> **WORK REQUIRED**
Convert the records below into a Markdown table with the columns Row and Text. Give each nonblank line its own row, numbered in order.

> **DATA FOR THIS EXERCISE**
___

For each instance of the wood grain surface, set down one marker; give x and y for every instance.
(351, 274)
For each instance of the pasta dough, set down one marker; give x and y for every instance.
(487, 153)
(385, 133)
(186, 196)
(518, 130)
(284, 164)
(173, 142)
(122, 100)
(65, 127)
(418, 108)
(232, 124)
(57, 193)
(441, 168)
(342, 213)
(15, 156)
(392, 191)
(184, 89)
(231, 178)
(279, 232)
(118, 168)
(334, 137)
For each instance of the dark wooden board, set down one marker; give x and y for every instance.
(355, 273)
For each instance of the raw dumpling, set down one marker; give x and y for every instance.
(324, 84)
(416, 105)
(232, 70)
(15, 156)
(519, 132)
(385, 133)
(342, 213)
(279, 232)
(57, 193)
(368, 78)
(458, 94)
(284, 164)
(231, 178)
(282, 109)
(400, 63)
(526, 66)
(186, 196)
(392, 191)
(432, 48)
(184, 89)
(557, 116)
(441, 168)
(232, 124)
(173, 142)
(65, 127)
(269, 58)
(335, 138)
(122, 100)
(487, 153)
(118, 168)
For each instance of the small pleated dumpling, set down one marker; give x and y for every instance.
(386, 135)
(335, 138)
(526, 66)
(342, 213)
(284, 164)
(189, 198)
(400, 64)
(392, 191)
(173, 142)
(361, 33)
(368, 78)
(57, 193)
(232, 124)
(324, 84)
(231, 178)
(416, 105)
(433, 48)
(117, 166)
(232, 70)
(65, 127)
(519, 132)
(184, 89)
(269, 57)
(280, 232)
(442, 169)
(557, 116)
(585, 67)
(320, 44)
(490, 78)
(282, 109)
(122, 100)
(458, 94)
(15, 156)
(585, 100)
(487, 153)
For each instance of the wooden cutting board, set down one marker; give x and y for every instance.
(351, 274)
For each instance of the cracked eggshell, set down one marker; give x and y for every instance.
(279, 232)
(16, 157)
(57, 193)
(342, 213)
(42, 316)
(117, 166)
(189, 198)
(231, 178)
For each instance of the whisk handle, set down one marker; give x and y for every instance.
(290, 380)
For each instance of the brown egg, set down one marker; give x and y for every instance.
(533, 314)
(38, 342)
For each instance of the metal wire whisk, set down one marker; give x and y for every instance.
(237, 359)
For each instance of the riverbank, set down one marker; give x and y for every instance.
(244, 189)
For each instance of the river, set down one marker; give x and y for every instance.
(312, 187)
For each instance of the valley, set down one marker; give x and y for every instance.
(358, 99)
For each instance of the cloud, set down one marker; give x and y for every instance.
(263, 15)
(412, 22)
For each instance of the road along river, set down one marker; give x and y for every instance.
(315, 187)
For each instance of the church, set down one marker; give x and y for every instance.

___

> **FULL SOLUTION**
| Row | Text |
|---|---|
| 1 | For each instance of the wood grain surface, set down one marker; give x and y for every instance. |
| 2 | (351, 274) |
| 3 | For each instance of the pasta dough, set down one marker; give x and y for every instance. |
| 4 | (487, 153) |
| 5 | (385, 133) |
| 6 | (186, 196) |
| 7 | (518, 130) |
| 8 | (284, 164) |
| 9 | (173, 142) |
| 10 | (122, 100) |
| 11 | (65, 127) |
| 12 | (418, 108) |
| 13 | (232, 124) |
| 14 | (57, 193) |
| 15 | (441, 168) |
| 16 | (342, 213) |
| 17 | (15, 156) |
| 18 | (392, 191) |
| 19 | (184, 89) |
| 20 | (231, 178) |
| 21 | (279, 232) |
| 22 | (118, 168) |
| 23 | (334, 137) |
| 24 | For each instance of the dark wooden board, set down one marker; give x and y for every instance. |
| 25 | (355, 273) |
| 26 | For each instance of the raw dumpling, set down one marker; give x and y for every instance. |
| 27 | (324, 84) |
| 28 | (416, 105) |
| 29 | (232, 70) |
| 30 | (15, 156) |
| 31 | (519, 132) |
| 32 | (385, 133) |
| 33 | (342, 213) |
| 34 | (279, 232) |
| 35 | (57, 193) |
| 36 | (368, 78) |
| 37 | (458, 94) |
| 38 | (284, 164) |
| 39 | (231, 178) |
| 40 | (282, 109) |
| 41 | (400, 63) |
| 42 | (526, 66) |
| 43 | (186, 196) |
| 44 | (392, 191) |
| 45 | (432, 48) |
| 46 | (184, 89) |
| 47 | (557, 116) |
| 48 | (441, 168) |
| 49 | (232, 124) |
| 50 | (173, 142) |
| 51 | (65, 127) |
| 52 | (269, 58) |
| 53 | (335, 138) |
| 54 | (122, 100) |
| 55 | (487, 153) |
| 56 | (118, 168) |
| 57 | For each instance of the small pleated dumpling, set down one marker; give x and y for every instance. |
| 58 | (386, 135) |
| 59 | (335, 138) |
| 60 | (526, 66) |
| 61 | (342, 213) |
| 62 | (284, 164) |
| 63 | (189, 198) |
| 64 | (400, 64) |
| 65 | (392, 191) |
| 66 | (173, 142) |
| 67 | (361, 33) |
| 68 | (368, 78) |
| 69 | (57, 193) |
| 70 | (232, 124) |
| 71 | (324, 84) |
| 72 | (231, 178) |
| 73 | (416, 105) |
| 74 | (433, 48) |
| 75 | (117, 166) |
| 76 | (232, 70) |
| 77 | (65, 127) |
| 78 | (519, 132) |
| 79 | (184, 89) |
| 80 | (269, 57) |
| 81 | (280, 232) |
| 82 | (442, 169) |
| 83 | (557, 116) |
| 84 | (585, 67) |
| 85 | (320, 44) |
| 86 | (490, 78) |
| 87 | (282, 109) |
| 88 | (122, 100) |
| 89 | (458, 94) |
| 90 | (15, 156) |
| 91 | (585, 100) |
| 92 | (487, 153) |
| 93 | For each instance of the wooden cutting board, set down one marker; give x and y for every instance. |
| 94 | (351, 274) |
| 95 | For each instance of the cracked eggshell, set down one marker; give x and y for every instance. |
| 96 | (279, 232) |
| 97 | (16, 157) |
| 98 | (57, 193) |
| 99 | (342, 213) |
| 100 | (42, 316) |
| 101 | (117, 166) |
| 102 | (189, 198) |
| 103 | (231, 178) |
| 104 | For each instance of the whisk handle, set down one marker; give x and y for every instance. |
| 105 | (290, 380) |
| 106 | For each instance of the brown egg, set down one marker; give x and y for every instance. |
| 107 | (533, 314) |
| 108 | (38, 342) |
| 109 | For each instance of the metal wire whisk, set down one marker; give x and y for every instance. |
| 110 | (237, 359) |
| 111 | For each instance of the riverbank, set down one marker; give x and y for every instance. |
| 112 | (244, 189) |
| 113 | For each instance of the river, set down one marker; give x and y for every instance. |
| 114 | (312, 187) |
| 115 | For each instance of the valley, set down one marker; give x and y for every instance. |
| 116 | (358, 99) |
| 117 | For each instance of the cloud, set down one marker; give x and y for every instance. |
| 118 | (263, 15) |
| 119 | (412, 22) |
| 120 | For each instance of the road along river, set down one marker; give x and y for every instance. |
| 121 | (315, 187) |
| 122 | For each instance of the church, set down one marker; give x and y for every instance. |